[Задания для работы]
1 - Кто, согласно тексту о книге «Спецслужбы против мафии», представил это повествование на суд читателей?
2 - Продолжите текст о книге «Спецслужбы против мафии», начав сразу после его последнего предложения.

Увидела свет уже шестая книга из детективной серии «Контрразведчик», написанная Леовалом Дерфи, «Спецслужбы против мафии». Новое документально-художественное повествование представили на суд читателей известные профессионалы деликатной сферы деятельности — генералы СБУ Леонид Деркач и Валерий Филиппов
Как отмечено в аннотации, «речь идет о борьбе мафиозных структур за обладание психотронным оружием и их противостоянии со спецслужбами некоторых стран». В предлагаемом читателям «ФАКТОВ» фрагменте повести автор излагает собственную версию о попытках разработки технологий, позволяющих дистанционно воздействовать на психику человека и управлять поведением больших групп людей, а также об исследованиях в этой загадочной области знаний, которые проводили научные коллективы в Москве, Киеве и других городах бывшего СССР.
Этот детектив может заинтересовать, в частности, тех, кто помнит, какой ажиотаж тема управления человеческой психикой вызывала у читателей массовых периодических изданий в 80—90-х годах прошлого века.
«Лаборатория психокоррекции, которую возглавлял академик Игорь Смирнов, занимала в Московской медицинской академии несколько комнат. Правда, попасть туда мог далеко не каждый. На бронированной двери — кодовый замок, под потолком — миниатюрная камера, спрятанная среди элементов декора. Сбоку от дверей — серый телефон без дискового набора, подняв трубку которого можно сразу же услышать строгий женский голос: «Вы к кому?» На самой двери ни табличек, ни номеров, лишь темно-коричневый дерматин. Эта граница отделяла мир от какой-то таинственной жизни, протекающей по другую сторону порога.

[Извлечённые данные]

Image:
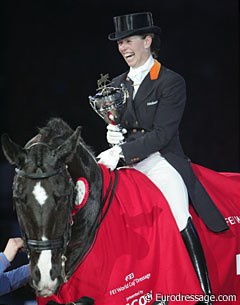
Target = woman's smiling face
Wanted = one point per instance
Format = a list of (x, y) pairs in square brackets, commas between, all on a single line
[(135, 50)]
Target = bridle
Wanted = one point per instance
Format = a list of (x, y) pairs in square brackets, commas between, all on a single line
[(60, 243)]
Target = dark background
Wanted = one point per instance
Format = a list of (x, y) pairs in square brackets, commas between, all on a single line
[(53, 52)]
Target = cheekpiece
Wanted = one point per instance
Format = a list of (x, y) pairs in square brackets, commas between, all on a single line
[(109, 100)]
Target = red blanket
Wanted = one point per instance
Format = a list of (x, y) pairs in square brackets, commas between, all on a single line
[(139, 255)]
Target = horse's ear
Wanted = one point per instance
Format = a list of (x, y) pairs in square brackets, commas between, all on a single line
[(65, 151), (14, 153)]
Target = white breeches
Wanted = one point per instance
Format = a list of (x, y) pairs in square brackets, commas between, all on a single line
[(170, 183)]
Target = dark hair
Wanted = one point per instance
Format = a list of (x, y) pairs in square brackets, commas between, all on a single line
[(155, 45)]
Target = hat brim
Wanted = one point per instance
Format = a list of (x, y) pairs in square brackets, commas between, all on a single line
[(125, 34)]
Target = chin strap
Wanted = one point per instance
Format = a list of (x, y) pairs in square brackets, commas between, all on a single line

[Ответы на задания]
1 - Генералы СБУ Леонид Деркач и Валерий Филиппов.

2 -
В академии эти помещения называли просто «лабораторией Смирнова». Правда, мало кто догадывался о том, какие опыты там проводили, а о сути и цели этих исследований никто из посторонних, разумеется, знать не мог.
Аура секретности, окружавшая лабораторию, порождала массу слухов, но долгое время об этом предпочитали не говорить. Ну мало ли что там КГБ изучает! А в том, что без органов в закрытых помещениях не обходилось, уверен был каждый в академии, но догадок вслух не высказывал никто, избегая обвинений в болтливости. Даже младшие научные сотрудники, люди обычно молодые и любознательные, проходя мимо таинственных дверей, старались не смотреть в их сторону, словно там ничего такого и не было.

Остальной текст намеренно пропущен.